Rewrite all of the records below with "Submission" replaced by "Result" wherever it occurs, keeping everything else the same. Leave the pictures out of your answer.

......

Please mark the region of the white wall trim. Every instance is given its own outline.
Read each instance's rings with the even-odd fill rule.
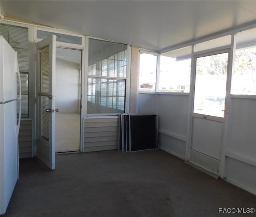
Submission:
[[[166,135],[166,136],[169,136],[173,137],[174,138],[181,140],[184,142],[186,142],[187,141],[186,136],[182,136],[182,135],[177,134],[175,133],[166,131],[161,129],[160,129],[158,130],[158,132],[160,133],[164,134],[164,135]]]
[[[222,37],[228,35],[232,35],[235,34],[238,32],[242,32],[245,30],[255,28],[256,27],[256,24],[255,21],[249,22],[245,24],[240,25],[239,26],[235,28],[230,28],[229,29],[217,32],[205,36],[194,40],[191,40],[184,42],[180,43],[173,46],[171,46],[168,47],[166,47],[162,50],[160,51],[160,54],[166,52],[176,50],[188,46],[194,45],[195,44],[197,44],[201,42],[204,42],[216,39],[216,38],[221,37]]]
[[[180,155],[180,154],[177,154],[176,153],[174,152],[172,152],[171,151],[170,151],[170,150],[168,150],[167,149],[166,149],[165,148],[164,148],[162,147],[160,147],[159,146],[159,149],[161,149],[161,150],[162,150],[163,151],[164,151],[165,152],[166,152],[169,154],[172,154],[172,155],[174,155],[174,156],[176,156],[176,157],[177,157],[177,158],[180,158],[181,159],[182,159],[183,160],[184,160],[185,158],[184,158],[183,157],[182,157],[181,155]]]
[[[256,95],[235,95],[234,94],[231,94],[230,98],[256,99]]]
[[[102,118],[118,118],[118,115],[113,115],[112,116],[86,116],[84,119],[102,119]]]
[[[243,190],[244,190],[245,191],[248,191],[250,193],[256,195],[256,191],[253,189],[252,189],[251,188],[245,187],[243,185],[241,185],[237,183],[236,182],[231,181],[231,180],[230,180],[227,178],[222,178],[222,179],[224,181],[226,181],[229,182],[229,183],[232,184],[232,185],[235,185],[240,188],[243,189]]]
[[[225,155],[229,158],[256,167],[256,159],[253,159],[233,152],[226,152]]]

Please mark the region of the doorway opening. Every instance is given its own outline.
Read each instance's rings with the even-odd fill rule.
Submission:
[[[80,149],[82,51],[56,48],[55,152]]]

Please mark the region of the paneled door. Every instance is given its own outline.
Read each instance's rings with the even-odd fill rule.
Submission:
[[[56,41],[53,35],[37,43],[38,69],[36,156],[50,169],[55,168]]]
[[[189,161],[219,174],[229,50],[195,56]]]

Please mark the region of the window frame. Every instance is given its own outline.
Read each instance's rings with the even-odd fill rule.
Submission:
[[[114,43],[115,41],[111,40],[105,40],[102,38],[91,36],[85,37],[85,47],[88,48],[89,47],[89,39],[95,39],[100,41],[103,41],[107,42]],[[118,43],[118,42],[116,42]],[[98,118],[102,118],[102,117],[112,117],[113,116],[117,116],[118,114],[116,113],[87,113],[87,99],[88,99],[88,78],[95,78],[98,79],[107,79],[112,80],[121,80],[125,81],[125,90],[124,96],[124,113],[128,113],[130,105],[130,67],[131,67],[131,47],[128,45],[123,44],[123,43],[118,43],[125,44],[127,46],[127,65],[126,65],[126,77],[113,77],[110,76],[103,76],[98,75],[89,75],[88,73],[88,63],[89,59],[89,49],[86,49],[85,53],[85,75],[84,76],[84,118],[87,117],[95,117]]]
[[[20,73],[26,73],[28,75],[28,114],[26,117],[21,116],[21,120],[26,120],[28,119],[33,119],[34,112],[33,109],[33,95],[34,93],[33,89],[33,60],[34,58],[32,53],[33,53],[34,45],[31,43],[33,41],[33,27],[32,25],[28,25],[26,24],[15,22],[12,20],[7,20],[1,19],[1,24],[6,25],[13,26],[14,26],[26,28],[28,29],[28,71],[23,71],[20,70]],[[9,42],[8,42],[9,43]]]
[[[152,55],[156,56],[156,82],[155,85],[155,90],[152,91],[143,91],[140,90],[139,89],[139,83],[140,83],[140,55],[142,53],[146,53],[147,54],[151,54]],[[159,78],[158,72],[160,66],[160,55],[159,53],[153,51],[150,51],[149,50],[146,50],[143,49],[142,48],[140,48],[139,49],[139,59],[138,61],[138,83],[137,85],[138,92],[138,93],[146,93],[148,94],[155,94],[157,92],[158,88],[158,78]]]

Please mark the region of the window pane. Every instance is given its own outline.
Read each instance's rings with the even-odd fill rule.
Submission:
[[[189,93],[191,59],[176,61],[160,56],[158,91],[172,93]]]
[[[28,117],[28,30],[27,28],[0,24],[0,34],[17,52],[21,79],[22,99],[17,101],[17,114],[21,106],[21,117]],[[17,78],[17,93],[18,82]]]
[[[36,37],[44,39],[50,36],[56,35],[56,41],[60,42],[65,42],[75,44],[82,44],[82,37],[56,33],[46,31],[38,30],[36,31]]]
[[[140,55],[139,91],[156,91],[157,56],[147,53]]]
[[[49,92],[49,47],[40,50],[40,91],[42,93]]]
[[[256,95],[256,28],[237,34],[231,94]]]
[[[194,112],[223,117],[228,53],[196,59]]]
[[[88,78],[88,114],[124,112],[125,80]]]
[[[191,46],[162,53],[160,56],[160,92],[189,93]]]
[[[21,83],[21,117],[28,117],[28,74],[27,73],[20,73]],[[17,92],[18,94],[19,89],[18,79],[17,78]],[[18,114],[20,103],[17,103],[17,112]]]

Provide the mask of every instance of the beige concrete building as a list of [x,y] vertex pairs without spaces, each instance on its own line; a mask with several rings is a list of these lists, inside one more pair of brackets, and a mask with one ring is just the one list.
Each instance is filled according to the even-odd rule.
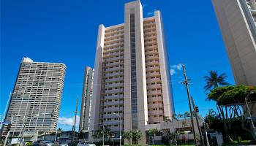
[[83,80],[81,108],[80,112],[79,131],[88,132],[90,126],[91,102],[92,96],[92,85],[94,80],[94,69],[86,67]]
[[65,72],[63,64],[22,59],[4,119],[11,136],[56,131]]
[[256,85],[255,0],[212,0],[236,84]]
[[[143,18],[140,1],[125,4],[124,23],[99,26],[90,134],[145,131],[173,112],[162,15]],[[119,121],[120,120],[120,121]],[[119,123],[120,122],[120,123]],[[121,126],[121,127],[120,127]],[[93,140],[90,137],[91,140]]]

......

* _Result for this exercise_:
Please mark the region of the white wall trim. Every instance is given its own outline.
Read each instance's rings with the even-odd fill rule.
Result:
[[[166,135],[166,136],[169,136],[173,137],[174,138],[181,140],[184,142],[186,142],[187,141],[186,136],[182,136],[182,135],[177,134],[175,133],[166,131],[161,129],[160,129],[158,130],[158,132],[160,133],[164,134],[164,135]]]
[[[222,37],[228,35],[232,35],[235,34],[238,32],[242,32],[245,30],[255,28],[256,27],[256,24],[255,21],[249,22],[245,24],[240,25],[239,26],[235,28],[230,28],[229,29],[217,32],[205,36],[194,40],[191,40],[184,42],[180,43],[173,46],[171,46],[168,47],[166,47],[162,50],[160,51],[160,54],[166,52],[176,50],[188,46],[194,45],[195,44],[197,44],[201,42],[204,42],[216,39],[216,38],[221,37]]]
[[[180,155],[180,154],[177,154],[176,153],[174,152],[172,152],[171,151],[170,151],[170,150],[168,150],[167,149],[166,149],[165,148],[164,148],[162,147],[160,147],[159,146],[159,149],[161,149],[161,150],[162,150],[163,151],[164,151],[165,152],[166,152],[169,154],[172,154],[172,155],[174,155],[174,156],[176,156],[176,157],[177,157],[177,158],[180,158],[181,159],[182,159],[183,160],[184,160],[185,158],[184,158],[183,157],[182,157],[181,155]]]
[[[256,95],[235,95],[234,94],[231,94],[230,98],[256,99]]]
[[[102,118],[118,118],[118,115],[113,115],[112,116],[86,116],[84,119],[102,119]]]
[[[243,190],[244,190],[245,191],[248,191],[250,193],[256,195],[256,191],[253,189],[252,189],[251,188],[245,187],[243,185],[241,185],[237,183],[236,182],[231,181],[231,180],[230,180],[227,178],[222,178],[222,179],[224,181],[226,181],[229,182],[229,183],[232,184],[232,185],[235,185],[240,188],[243,189]]]
[[[225,155],[229,158],[256,167],[256,159],[253,159],[233,152],[226,152]]]

Please mark the region of the doorway opening. Every instance is given its own outline.
Read each instance's rings with the even-odd fill rule.
Result:
[[[80,149],[82,51],[56,48],[55,152]]]

Please mark the region of the paneled door. Every instance is given its own outline.
Read each instance's rings with the even-odd fill rule.
Result:
[[[56,41],[53,35],[37,43],[38,69],[36,156],[50,169],[55,168]]]
[[[189,161],[219,174],[229,50],[195,56]]]

Please mark the region of the window frame. Every instance is given its own outline.
Read each instance's rings with the even-odd fill rule.
Result:
[[[114,43],[115,41],[111,40],[105,40],[102,38],[91,36],[85,37],[85,47],[88,48],[89,47],[89,39],[95,39],[100,41],[103,41],[107,42]],[[118,43],[118,42],[116,42]],[[98,118],[102,118],[102,117],[112,117],[113,116],[117,116],[118,114],[116,113],[87,113],[87,99],[88,99],[88,78],[95,78],[98,79],[107,79],[112,80],[121,80],[125,81],[125,90],[124,96],[124,113],[128,113],[130,105],[130,67],[131,67],[131,47],[128,45],[123,44],[123,43],[118,43],[125,44],[127,46],[127,65],[126,65],[126,77],[113,77],[110,76],[103,76],[98,75],[89,75],[88,73],[88,63],[89,59],[89,49],[86,49],[85,53],[85,75],[84,76],[84,118],[87,117],[95,117]]]
[[[20,73],[26,73],[28,75],[28,114],[26,117],[21,116],[21,120],[26,120],[28,119],[33,119],[34,112],[33,109],[33,95],[34,93],[33,89],[33,60],[34,58],[32,53],[33,53],[34,45],[31,43],[33,41],[33,27],[32,25],[28,25],[26,24],[15,22],[12,20],[7,20],[1,19],[1,24],[6,25],[13,26],[14,26],[26,28],[28,29],[28,71],[23,71],[20,70]],[[9,42],[8,42],[9,43]]]
[[[152,55],[156,56],[156,82],[155,85],[155,90],[152,91],[143,91],[140,90],[139,89],[139,83],[140,83],[140,55],[142,53],[146,53],[147,54],[151,54]],[[159,78],[158,72],[160,66],[160,55],[159,53],[153,51],[150,51],[149,50],[146,50],[143,49],[142,48],[140,48],[139,49],[139,59],[138,61],[138,83],[137,85],[138,92],[138,93],[146,93],[148,94],[155,94],[157,92],[158,88],[158,78]]]

Please mark the region of the window pane. Every instance is given its own outline.
Read each instance's rings with the even-odd fill rule.
Result:
[[[189,93],[191,59],[176,61],[160,56],[158,91],[172,93]]]
[[[28,117],[28,30],[27,28],[0,24],[0,34],[17,52],[21,79],[22,99],[17,101],[17,114],[21,106],[21,117]],[[17,78],[17,93],[18,82]]]
[[[36,37],[44,39],[50,36],[56,35],[56,41],[60,42],[65,42],[75,44],[82,44],[82,37],[56,33],[46,31],[38,30],[36,31]]]
[[[140,55],[139,91],[156,91],[157,56],[147,53]]]
[[[49,92],[49,47],[40,50],[40,91],[42,93]]]
[[[256,95],[256,28],[237,34],[231,94]]]
[[[194,112],[223,117],[228,53],[196,59]]]
[[[88,78],[88,114],[124,112],[125,80]]]
[[[191,46],[162,53],[160,56],[160,92],[189,93]]]
[[[21,83],[21,117],[28,117],[28,74],[27,73],[20,73]],[[17,92],[18,94],[19,89],[18,79],[17,78]],[[18,114],[20,103],[17,103],[17,112]]]

Provide the mask of every instance of the beige concrete building as a list of [x,y] vertex pairs without spaces, each instance on its own line; a mask with several rings is a list of these lists, inside one more pair of brackets, and a mask with one ring is just the one list.
Each instance is filled according to the even-odd rule.
[[83,80],[81,108],[80,112],[79,131],[88,132],[90,126],[91,102],[92,96],[92,85],[94,80],[94,69],[86,67]]
[[65,72],[63,64],[22,59],[4,119],[11,136],[56,131]]
[[256,85],[255,0],[212,0],[236,84]]
[[[143,18],[140,1],[125,4],[124,23],[99,26],[90,134],[145,131],[173,112],[162,15]],[[119,121],[120,120],[120,121]],[[119,123],[120,122],[120,123]],[[121,126],[121,127],[120,127]],[[93,140],[90,137],[91,140]]]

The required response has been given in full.